Prompt: Report every line below that has the string "sock" in it.

Stored data entries:
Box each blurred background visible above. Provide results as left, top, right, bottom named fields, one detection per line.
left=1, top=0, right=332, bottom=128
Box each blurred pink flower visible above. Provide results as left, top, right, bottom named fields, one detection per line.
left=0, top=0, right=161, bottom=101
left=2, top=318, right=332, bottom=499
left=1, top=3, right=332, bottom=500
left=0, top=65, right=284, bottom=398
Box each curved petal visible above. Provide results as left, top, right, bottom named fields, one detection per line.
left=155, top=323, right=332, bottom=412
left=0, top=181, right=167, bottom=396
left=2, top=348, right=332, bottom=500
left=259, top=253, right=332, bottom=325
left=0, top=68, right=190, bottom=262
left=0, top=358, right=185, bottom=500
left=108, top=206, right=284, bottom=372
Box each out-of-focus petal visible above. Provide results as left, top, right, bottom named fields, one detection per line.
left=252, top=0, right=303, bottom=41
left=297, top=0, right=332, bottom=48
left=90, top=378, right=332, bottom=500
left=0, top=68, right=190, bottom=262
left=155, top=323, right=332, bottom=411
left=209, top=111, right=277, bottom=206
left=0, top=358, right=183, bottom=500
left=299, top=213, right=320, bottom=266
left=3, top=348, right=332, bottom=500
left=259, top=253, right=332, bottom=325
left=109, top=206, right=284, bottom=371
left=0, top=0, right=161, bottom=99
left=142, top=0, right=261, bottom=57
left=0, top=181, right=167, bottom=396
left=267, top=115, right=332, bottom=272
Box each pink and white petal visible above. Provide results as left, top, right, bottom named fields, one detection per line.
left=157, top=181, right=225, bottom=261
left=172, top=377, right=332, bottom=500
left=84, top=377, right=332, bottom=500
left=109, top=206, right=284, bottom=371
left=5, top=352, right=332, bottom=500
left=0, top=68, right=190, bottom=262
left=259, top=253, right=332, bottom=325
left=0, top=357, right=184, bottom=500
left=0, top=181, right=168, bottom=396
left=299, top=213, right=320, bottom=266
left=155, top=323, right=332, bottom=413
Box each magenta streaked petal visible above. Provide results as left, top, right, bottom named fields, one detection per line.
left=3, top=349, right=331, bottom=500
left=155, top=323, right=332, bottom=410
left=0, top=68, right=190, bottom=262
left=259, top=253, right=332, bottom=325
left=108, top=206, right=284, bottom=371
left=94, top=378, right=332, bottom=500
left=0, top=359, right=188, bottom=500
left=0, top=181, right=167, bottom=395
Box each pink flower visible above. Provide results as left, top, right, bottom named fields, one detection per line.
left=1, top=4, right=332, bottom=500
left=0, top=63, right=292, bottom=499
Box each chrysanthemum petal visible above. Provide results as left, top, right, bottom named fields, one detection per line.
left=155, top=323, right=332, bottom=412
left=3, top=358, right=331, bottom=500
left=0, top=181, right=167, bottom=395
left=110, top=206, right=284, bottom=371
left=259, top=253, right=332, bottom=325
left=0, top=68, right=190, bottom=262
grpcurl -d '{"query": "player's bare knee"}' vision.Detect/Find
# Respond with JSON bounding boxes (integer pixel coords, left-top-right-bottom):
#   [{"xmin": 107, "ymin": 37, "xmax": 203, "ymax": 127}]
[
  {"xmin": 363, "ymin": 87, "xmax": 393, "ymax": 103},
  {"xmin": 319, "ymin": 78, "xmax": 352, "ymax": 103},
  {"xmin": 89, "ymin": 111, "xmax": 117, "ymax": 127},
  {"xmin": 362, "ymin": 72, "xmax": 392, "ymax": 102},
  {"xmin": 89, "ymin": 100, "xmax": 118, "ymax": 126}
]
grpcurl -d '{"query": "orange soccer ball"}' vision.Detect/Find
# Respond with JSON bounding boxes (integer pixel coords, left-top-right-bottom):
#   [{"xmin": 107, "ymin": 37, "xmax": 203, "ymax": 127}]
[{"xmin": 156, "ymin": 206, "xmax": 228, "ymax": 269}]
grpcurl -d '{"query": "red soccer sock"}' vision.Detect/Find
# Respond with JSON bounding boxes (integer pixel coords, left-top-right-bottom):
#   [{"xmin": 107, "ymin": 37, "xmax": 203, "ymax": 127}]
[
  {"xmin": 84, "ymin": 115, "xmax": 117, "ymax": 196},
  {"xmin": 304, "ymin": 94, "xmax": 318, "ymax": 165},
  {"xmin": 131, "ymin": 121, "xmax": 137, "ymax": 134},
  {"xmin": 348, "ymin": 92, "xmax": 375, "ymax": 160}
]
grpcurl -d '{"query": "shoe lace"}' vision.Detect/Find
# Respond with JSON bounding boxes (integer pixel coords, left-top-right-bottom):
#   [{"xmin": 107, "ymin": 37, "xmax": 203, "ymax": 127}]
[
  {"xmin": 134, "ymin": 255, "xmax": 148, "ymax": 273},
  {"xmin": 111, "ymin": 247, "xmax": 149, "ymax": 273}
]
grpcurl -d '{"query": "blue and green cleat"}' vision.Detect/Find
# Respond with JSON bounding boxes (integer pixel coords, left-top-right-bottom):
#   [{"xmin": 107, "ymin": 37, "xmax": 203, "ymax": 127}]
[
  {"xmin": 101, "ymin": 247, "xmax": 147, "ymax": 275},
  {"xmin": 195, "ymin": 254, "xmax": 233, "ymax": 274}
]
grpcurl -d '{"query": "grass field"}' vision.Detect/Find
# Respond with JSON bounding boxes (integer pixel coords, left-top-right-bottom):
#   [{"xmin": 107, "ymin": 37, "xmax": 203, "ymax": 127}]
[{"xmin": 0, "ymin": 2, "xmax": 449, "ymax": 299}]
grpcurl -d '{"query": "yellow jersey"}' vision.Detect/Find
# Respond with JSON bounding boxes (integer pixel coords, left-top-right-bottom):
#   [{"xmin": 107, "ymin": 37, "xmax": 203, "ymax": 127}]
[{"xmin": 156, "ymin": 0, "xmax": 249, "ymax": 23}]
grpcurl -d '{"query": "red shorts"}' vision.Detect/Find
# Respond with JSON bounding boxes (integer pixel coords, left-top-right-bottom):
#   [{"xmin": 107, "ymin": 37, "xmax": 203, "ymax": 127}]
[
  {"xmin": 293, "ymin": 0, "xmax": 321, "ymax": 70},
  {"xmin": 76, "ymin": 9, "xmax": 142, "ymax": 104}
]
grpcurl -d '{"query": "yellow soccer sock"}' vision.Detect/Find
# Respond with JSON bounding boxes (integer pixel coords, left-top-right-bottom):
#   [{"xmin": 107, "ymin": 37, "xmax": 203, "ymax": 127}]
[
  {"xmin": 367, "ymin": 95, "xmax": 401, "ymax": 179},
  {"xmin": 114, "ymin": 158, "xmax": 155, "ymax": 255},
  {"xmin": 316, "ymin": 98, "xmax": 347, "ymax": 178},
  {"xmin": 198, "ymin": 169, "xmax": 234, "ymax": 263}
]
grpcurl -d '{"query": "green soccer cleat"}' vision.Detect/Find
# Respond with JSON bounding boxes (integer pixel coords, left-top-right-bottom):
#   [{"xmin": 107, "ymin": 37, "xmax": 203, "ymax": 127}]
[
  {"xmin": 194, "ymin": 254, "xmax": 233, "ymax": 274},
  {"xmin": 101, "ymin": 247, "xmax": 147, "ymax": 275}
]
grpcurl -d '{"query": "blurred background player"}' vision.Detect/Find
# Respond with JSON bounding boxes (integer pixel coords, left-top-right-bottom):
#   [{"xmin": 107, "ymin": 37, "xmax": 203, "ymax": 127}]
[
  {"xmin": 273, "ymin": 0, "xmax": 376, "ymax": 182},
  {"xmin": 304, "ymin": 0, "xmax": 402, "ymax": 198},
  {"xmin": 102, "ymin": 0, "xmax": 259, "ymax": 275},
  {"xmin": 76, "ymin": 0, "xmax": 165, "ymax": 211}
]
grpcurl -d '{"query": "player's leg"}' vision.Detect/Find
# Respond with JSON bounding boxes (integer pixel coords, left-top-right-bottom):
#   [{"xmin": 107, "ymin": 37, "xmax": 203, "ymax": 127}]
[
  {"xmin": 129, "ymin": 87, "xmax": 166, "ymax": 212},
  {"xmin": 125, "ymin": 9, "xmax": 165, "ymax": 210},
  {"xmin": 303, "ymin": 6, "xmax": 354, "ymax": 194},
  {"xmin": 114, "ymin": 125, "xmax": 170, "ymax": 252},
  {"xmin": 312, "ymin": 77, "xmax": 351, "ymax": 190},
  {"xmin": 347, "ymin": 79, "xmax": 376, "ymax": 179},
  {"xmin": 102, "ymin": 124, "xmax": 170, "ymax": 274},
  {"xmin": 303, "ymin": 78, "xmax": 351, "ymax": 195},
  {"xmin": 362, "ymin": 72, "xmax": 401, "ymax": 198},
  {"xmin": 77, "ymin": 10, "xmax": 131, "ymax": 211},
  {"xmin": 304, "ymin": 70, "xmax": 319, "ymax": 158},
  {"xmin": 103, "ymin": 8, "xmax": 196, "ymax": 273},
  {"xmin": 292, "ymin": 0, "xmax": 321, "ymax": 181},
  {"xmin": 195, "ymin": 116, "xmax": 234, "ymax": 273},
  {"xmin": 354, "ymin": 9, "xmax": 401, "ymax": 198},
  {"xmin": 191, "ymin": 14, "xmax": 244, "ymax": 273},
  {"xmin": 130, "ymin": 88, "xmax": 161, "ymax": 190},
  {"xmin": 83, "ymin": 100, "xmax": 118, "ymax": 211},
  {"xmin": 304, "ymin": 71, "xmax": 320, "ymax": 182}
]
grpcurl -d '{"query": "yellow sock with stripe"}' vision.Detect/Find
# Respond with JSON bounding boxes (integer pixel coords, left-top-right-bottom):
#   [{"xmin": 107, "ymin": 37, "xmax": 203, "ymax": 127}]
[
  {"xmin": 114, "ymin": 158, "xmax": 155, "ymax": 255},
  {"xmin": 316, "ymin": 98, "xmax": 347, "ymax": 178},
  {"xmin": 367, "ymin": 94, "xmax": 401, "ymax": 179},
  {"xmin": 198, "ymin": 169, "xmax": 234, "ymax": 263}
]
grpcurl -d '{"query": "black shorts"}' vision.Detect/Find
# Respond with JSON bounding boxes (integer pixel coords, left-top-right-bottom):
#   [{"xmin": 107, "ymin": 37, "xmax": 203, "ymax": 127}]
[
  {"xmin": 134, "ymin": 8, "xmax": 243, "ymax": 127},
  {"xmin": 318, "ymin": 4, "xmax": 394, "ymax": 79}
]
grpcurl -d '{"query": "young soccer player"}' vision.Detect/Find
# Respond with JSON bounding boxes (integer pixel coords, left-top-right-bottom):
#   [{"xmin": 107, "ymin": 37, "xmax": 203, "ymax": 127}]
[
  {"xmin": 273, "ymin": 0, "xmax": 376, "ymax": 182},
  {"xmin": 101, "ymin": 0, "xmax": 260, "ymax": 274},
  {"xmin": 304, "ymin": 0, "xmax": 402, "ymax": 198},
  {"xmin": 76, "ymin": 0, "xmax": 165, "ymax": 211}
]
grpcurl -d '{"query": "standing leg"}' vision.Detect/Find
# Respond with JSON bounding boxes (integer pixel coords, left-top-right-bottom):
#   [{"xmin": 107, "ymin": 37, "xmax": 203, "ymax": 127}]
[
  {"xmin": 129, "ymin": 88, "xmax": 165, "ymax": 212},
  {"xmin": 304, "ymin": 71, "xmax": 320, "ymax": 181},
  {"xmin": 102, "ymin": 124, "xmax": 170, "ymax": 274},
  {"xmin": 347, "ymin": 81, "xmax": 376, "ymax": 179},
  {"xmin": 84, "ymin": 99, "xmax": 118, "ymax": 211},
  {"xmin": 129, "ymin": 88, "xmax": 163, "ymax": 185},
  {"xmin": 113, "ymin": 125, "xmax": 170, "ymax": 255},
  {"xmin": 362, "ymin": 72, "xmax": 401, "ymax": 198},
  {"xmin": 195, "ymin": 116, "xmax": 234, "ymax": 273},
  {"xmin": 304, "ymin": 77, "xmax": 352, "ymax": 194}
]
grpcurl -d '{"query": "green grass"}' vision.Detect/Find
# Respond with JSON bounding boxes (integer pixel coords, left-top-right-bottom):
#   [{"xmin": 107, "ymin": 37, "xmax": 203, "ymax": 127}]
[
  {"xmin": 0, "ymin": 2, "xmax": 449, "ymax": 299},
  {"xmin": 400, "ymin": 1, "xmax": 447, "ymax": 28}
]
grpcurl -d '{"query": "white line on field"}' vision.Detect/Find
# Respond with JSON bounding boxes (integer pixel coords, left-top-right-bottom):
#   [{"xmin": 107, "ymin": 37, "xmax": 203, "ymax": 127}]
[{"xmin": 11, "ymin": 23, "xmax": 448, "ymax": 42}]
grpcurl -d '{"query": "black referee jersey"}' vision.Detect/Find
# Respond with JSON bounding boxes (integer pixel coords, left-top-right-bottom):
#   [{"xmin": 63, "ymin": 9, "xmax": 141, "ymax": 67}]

Task answer:
grpcurl -d '{"query": "red soccer sock"}' vision.Detect/Find
grpcurl -d '{"query": "yellow soccer sock"}' vision.Detect/Find
grpcurl -d '{"query": "yellow sock with stripe"}' vision.Detect/Find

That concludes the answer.